(Saved entries)
········
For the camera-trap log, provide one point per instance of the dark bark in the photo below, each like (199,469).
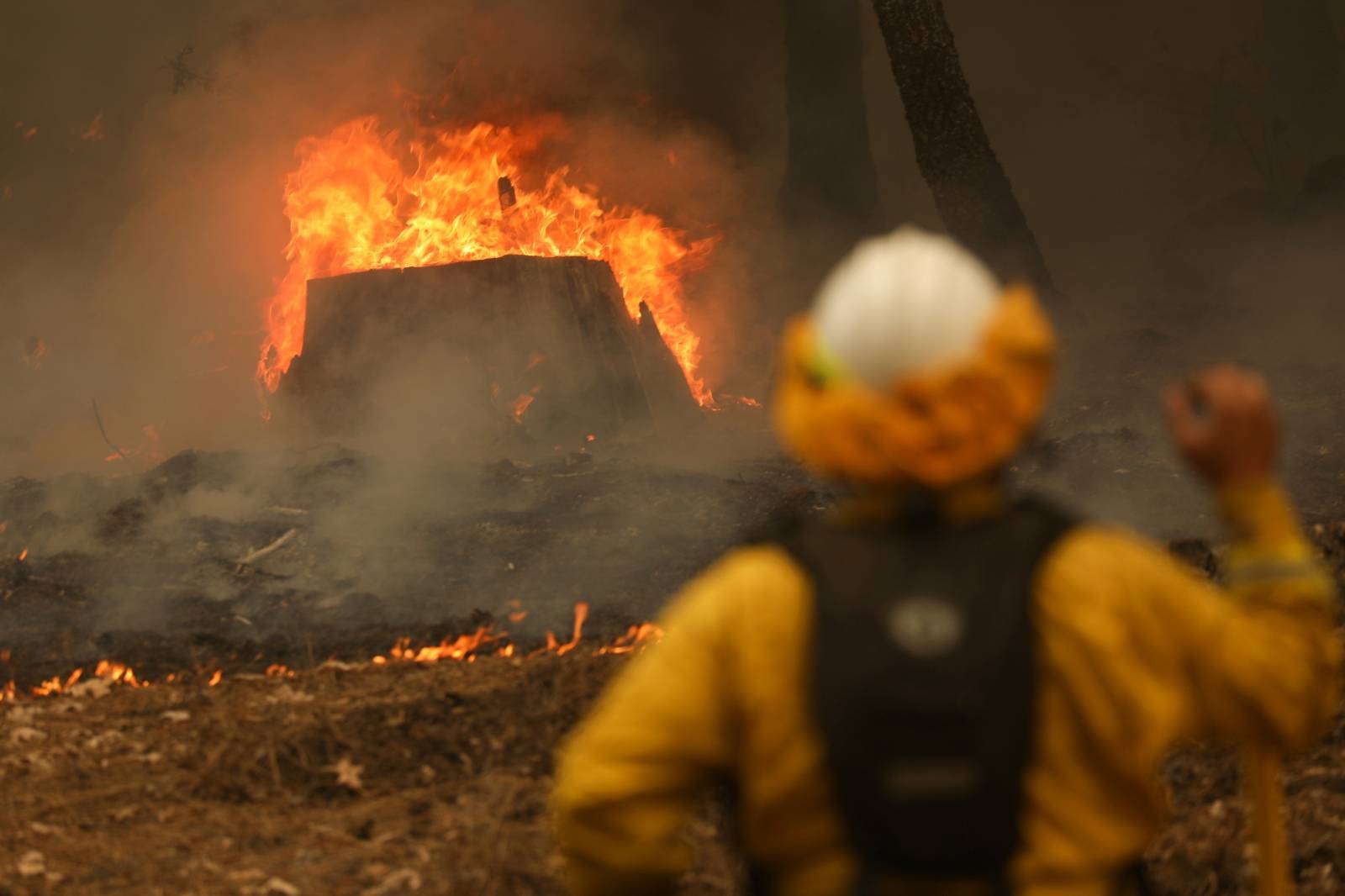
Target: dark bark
(831,177)
(970,187)
(1306,87)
········
Nothing but the text is wanted: repeat the data above exactly, without its images.

For the camera-trap log, provide one point per instance of the dark bark in the photo below, each like (199,469).
Target: dark bark
(831,177)
(970,187)
(1306,87)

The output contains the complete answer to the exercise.